### Исходный текст

Но для всего этого нового нужна кадровая опора. Телеистерия хороша как вспомогательный метод. Надо расширить основу, дотянувшись до масс на постоянной основе.

А как? У советской власти была развитая система политических коммуникаций: парткомы, профкомы, молодежные организации, политинформации в школах и на работе. Сейчас нет. Была «Единая Россия», довольно слабый передаточный механизм, ныне практически убитый.

— Значит, ЕР перестала быть тем передаточным механизмом. Иначе зачем убивать?

— Считается что партия «захвачена» не тем человеком и она временно вышла из доверия. Лозунг «Все в партию власти» снят, как летом 1917 года Ленин снял лозунг «Вся власть Советам!» поскольку Советы не у тех парней. А затем, когда «у тех», возвращает лозунг на место. Хотя, упаси Господи, считать «Единую Россию» ларцом меритократической элиты. Это совсем не меритократическая организация.

То Уралвагонзавод, то бывший токарь 6-го разряда. Скетч красивый, но бесполезный — большинство населения не хочет ничего знать о рабочих

— Как же будет выстраиваться система общения с населением? Через Народный фронт?

— Ее ищут. Поиски носят наглядный, но не очень удачный характер: то Уралвагонзавод, то бывший токарь 6-го разряда. Скетч красивый, но бесполезный — большинство населения не хочет ничего знать о рабочих. Пролетарская идеология скончалась еще при Хрущеве.

Народный фронт объявлен, но не действует, а является паролем на вход в VIP-зону.

Не найдено дееспособного механизма, кроме единственного — Следственного комитета. Вот кто действительно работает, чье каждое действие становится сигналом стране и отслеживается.

В прежнюю систему была встроена определенная логика защиты. Профессор, идя ночью из ресторана, мог, конечно, нарваться на злого милиционера и оказаться в кутузке. Но в целом было известно: эта среда принадлежит к руководящему кругу и трогать ее не надо. Она были практически исключена из компетенции механизма репрессий.

### Задания
1. Соответствуют ли интервью утверждения ниже? Для каждого ответьте «да» или «нет» и приведите решающие слова интервью дословно: (а) при советской власти существовала развитая система политических коммуникаций; (б) Народный фронт активно действует; (в) «Единая Россия» является меритократической организацией.
2. Какой единственный дееспособный механизм назван в интервью?
3. Изложите суть интервью в двух предложениях.

### Исходные данные
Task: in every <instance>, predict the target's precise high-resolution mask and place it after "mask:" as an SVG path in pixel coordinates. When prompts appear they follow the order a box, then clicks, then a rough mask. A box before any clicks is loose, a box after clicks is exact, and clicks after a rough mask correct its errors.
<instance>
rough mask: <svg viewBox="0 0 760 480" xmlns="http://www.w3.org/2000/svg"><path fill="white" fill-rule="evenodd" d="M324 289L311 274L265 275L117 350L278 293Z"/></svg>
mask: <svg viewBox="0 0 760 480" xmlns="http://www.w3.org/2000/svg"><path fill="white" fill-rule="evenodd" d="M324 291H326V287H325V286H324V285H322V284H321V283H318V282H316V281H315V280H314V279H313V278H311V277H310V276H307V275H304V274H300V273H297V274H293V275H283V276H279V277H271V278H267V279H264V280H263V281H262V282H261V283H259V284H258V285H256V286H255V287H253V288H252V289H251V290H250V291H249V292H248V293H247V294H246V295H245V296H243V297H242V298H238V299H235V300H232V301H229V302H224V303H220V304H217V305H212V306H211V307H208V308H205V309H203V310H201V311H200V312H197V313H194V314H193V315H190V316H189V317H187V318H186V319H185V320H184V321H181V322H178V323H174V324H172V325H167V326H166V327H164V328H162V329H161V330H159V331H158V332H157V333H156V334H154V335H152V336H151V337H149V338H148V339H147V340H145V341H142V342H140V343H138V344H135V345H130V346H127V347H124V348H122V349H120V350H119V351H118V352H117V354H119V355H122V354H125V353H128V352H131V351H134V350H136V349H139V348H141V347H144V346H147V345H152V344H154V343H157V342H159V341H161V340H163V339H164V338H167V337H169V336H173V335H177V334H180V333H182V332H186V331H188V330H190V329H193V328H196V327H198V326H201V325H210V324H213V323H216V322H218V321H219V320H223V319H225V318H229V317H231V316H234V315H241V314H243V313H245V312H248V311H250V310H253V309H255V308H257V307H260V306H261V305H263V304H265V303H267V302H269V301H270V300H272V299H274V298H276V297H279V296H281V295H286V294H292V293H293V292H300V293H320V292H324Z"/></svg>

### Ответы
1.
(а) Да: «У советской власти была развитая система политических коммуникаций».
(б) Нет: «Народный фронт объявлен, но не действует».
(в) Нет: «Это совсем не меритократическая организация».

2. Следственный комитет.

3. Для нового нужна кадровая опора, но развитой системы политических коммуникаций, как при советской власти, сейчас нет, «Единая Россия» практически убита, а поиски способа общения с населением носят наглядный, но не очень удачный характер. Народный фронт объявлен, но не действует, единственным работающим механизмом остается Следственный комитет, тогда как в прежней системе среда, принадлежавшая к руководящему кругу, была практически исключена из компетенции механизма репрессий.